Dataset excerpts:
====================
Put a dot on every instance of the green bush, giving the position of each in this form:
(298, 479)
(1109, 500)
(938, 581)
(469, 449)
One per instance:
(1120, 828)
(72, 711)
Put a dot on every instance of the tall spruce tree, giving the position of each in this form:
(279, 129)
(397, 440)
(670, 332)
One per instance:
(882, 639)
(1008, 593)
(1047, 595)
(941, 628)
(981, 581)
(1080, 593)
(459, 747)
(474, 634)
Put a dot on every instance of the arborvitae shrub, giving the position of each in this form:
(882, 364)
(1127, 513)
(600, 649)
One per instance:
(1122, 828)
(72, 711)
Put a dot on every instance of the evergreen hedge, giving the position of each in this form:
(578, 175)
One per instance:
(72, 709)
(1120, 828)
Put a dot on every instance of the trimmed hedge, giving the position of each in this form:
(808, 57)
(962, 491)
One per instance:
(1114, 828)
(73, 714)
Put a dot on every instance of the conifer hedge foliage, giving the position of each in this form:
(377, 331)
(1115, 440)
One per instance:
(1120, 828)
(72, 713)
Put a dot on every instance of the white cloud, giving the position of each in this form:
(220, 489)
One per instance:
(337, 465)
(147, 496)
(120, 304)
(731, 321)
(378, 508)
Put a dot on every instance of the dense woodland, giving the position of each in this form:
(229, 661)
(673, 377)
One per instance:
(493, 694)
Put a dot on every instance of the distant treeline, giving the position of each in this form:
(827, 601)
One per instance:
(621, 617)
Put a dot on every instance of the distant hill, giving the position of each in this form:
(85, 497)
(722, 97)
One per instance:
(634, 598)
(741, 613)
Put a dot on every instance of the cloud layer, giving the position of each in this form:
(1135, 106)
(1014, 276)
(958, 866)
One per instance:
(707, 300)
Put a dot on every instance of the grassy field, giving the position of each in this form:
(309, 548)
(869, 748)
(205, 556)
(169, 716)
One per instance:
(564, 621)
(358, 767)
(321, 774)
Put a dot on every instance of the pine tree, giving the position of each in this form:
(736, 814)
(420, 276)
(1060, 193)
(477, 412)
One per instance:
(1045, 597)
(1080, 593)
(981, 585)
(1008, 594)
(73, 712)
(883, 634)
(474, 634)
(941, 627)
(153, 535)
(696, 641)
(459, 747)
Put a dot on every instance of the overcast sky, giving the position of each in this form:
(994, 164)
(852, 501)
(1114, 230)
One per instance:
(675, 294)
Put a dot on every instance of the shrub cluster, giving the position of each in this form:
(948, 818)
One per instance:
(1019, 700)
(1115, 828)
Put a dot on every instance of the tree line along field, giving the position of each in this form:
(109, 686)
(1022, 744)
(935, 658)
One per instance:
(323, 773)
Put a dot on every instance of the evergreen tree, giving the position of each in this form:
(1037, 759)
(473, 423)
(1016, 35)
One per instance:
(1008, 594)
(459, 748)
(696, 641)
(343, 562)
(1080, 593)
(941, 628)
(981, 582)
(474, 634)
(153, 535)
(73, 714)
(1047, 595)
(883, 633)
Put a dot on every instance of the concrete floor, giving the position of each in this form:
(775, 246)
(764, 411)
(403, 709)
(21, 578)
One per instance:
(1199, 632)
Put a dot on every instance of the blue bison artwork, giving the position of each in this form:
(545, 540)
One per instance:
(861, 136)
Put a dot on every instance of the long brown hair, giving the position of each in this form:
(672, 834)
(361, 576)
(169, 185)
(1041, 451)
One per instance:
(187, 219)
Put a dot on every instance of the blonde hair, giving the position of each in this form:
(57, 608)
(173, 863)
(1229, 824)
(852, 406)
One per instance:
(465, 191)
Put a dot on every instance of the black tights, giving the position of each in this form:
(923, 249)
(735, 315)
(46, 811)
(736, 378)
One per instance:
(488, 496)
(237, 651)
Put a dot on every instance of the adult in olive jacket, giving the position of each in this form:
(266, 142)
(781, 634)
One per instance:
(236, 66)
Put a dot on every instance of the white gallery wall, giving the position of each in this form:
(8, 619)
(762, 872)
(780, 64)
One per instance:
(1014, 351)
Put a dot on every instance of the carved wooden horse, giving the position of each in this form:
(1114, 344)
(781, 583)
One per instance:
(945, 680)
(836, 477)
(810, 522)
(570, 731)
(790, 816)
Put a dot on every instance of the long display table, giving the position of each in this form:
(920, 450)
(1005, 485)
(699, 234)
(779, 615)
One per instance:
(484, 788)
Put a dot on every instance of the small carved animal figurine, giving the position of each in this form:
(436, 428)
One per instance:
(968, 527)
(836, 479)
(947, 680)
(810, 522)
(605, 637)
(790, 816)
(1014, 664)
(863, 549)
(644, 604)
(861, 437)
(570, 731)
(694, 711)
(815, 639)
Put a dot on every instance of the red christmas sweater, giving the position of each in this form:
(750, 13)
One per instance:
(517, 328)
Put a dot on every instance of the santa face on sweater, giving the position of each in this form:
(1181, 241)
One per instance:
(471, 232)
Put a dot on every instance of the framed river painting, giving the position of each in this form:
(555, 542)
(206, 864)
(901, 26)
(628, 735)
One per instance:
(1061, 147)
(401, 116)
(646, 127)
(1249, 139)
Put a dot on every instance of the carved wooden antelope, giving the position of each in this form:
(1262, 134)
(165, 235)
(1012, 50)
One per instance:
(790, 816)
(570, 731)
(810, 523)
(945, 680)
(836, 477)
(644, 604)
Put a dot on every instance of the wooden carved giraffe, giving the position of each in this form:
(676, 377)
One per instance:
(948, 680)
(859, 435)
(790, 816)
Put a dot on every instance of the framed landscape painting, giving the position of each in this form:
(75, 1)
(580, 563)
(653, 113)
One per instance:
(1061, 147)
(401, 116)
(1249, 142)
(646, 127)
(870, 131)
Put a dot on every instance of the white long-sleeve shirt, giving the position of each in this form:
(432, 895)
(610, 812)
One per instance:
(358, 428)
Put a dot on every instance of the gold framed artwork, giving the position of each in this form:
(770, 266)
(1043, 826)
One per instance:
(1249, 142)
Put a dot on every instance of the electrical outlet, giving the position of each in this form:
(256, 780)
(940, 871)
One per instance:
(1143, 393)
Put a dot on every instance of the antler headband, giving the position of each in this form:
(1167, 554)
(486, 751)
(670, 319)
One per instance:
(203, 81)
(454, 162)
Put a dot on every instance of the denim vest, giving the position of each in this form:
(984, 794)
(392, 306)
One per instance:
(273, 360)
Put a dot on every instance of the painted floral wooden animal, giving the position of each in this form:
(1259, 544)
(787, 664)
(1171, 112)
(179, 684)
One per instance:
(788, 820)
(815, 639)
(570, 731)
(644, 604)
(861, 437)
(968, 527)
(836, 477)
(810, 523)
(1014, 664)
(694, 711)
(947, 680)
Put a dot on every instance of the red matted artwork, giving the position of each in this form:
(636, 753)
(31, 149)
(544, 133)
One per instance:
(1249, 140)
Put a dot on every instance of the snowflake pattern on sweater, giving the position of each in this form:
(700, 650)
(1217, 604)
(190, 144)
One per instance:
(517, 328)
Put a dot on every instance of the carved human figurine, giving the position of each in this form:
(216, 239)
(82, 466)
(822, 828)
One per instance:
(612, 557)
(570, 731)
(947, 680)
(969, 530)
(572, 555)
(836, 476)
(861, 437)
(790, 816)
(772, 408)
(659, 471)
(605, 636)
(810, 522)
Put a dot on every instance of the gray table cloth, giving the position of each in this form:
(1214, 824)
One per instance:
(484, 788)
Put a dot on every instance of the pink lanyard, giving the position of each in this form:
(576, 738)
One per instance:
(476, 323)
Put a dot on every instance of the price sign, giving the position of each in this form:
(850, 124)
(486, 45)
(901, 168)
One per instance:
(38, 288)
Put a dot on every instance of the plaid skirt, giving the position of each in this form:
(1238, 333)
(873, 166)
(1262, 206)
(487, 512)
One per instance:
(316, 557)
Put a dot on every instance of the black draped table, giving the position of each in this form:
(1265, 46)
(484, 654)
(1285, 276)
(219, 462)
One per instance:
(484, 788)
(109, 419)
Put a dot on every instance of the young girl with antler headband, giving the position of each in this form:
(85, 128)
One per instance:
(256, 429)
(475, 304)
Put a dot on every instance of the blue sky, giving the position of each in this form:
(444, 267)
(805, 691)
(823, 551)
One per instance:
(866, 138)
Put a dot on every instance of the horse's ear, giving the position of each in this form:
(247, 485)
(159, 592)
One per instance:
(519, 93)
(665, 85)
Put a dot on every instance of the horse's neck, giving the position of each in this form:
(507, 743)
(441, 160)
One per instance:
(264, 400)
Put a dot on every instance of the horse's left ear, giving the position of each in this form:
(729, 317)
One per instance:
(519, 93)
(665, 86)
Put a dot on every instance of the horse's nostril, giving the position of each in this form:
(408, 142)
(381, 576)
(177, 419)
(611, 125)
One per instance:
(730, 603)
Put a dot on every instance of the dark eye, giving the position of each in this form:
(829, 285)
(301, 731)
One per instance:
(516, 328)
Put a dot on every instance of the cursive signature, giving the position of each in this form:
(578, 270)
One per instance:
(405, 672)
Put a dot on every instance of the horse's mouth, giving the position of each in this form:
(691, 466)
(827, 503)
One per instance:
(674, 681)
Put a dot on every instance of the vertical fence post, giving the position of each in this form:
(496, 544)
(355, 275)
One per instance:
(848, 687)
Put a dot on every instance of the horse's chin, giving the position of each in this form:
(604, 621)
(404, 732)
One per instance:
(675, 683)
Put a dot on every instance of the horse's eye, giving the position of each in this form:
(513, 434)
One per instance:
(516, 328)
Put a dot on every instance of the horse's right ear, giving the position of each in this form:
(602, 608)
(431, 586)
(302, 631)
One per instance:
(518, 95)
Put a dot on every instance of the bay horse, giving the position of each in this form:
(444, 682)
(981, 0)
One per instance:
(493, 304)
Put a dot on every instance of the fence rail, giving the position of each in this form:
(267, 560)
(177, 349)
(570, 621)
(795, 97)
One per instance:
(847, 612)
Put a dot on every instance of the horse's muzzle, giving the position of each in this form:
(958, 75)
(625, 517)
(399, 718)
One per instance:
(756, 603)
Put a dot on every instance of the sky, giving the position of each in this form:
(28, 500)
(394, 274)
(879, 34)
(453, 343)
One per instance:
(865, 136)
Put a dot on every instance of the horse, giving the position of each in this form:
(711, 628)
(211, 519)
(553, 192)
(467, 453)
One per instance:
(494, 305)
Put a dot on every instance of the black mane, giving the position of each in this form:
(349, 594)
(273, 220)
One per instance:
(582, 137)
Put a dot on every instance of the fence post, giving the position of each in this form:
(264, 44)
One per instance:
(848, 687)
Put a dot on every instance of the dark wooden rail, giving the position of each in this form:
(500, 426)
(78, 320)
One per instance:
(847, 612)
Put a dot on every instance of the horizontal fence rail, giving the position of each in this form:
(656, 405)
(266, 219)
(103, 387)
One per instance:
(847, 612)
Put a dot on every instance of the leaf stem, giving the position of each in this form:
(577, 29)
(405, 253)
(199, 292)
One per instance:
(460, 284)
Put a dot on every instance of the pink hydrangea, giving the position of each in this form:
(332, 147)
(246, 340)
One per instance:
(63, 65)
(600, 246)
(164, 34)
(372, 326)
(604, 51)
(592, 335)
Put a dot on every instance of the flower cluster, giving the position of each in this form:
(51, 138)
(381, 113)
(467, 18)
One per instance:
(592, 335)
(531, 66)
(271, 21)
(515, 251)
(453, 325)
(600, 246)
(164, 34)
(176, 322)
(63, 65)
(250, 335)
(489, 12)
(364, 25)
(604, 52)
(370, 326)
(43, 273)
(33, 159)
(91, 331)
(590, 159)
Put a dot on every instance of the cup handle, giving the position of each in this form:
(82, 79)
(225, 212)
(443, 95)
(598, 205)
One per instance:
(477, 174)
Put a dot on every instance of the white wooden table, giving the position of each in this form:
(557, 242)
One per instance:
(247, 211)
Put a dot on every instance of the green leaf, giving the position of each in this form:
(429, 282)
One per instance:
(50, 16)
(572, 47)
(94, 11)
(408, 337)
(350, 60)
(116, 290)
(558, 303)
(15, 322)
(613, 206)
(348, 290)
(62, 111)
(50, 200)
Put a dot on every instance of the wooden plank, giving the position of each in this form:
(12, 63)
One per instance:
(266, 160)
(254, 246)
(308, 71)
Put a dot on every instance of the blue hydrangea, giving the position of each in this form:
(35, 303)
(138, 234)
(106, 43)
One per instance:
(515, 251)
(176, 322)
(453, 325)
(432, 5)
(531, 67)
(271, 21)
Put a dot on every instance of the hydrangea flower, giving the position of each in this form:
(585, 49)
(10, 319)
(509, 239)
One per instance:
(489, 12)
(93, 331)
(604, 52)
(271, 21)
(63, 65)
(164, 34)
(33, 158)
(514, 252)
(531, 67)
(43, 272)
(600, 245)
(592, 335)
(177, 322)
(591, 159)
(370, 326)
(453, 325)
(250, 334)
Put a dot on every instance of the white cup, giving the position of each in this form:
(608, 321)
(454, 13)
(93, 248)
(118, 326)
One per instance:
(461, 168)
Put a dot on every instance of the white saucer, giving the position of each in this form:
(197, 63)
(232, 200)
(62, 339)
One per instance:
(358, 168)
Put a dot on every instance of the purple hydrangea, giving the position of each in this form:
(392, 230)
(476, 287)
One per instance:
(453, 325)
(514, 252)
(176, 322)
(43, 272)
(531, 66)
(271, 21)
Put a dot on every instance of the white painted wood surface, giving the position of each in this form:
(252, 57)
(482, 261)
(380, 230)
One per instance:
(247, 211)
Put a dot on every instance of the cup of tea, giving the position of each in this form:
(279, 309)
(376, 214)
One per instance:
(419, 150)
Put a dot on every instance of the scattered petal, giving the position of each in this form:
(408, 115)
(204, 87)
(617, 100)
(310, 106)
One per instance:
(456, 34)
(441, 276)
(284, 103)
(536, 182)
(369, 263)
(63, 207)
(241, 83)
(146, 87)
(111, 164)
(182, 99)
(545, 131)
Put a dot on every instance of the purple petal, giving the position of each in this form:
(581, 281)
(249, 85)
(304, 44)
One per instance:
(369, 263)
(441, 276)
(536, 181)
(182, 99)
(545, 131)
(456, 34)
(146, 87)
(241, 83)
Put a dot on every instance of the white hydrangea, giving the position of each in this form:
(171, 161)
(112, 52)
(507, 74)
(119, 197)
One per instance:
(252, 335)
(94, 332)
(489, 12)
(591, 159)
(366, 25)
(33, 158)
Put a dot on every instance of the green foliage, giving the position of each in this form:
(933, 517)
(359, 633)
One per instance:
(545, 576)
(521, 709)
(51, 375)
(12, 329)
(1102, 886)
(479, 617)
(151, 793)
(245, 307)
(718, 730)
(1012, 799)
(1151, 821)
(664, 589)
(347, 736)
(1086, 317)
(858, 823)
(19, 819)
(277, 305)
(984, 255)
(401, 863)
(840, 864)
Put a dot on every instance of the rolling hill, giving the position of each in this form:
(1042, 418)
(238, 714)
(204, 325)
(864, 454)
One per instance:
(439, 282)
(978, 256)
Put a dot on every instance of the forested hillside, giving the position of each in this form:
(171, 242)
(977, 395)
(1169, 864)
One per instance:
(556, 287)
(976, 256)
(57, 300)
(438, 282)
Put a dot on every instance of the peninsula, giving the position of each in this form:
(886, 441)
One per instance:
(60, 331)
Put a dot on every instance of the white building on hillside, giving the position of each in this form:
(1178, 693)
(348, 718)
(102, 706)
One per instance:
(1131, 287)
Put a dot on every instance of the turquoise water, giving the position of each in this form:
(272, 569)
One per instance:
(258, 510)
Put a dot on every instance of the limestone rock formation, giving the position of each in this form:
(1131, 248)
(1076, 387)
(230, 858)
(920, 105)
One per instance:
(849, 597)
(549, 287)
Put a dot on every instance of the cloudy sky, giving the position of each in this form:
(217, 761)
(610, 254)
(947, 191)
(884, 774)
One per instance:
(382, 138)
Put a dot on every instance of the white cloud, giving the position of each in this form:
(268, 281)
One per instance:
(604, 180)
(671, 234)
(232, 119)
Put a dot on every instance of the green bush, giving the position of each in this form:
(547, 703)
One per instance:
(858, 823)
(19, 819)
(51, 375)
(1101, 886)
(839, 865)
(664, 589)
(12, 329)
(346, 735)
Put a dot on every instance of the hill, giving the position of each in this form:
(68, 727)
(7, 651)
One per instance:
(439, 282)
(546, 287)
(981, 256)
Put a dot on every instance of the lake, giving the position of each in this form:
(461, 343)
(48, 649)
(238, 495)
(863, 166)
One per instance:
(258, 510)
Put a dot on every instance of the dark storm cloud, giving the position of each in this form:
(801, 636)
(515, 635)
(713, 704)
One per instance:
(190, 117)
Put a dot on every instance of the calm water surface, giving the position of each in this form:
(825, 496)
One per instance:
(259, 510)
====================
• [Problem to solve]: Once the line with "Put a dot on every instance of the white building" has been found in the records above, retype it and every line after it exactly, and include nothing else.

• [Task result]:
Put a dot on every instance of the white building on hillside, giving the position of each in this form:
(1178, 693)
(348, 718)
(102, 706)
One per instance:
(1131, 287)
Put a dot on every instance of the turquoise water, giving the position of each in this form:
(272, 569)
One per instance:
(258, 510)
Put a dot on every instance of the limestone rock formation, giving the position of each in this form:
(1131, 248)
(1076, 387)
(230, 858)
(920, 105)
One per instance:
(849, 597)
(549, 287)
Put a dot on every instance of the cloudy sky, giving the position of each in this form:
(217, 761)
(610, 254)
(947, 191)
(884, 774)
One per instance:
(382, 138)
Put a dot on every instance of the white cloud, giving the position of each in this form:
(268, 281)
One per instance:
(604, 180)
(671, 234)
(232, 119)
Put a dot on every instance of the green bush, giving the position of each in this form:
(547, 703)
One per instance:
(858, 823)
(19, 819)
(51, 375)
(1101, 886)
(839, 865)
(664, 589)
(12, 329)
(346, 735)
Put a dot on every instance of the hill, giving the position of each in this form:
(68, 727)
(7, 651)
One per instance:
(439, 282)
(546, 287)
(981, 256)
Put a dot on every instance of the lake, giving the position of each in this form:
(461, 343)
(48, 649)
(238, 495)
(863, 166)
One per instance:
(258, 510)
Put a dot on every instance of the dark storm cloud, giving the position of each in this form:
(801, 636)
(515, 635)
(713, 704)
One per instance:
(190, 117)
Put a dot on every instance of the calm water surface, giving the position of each in this form:
(825, 496)
One per instance:
(259, 510)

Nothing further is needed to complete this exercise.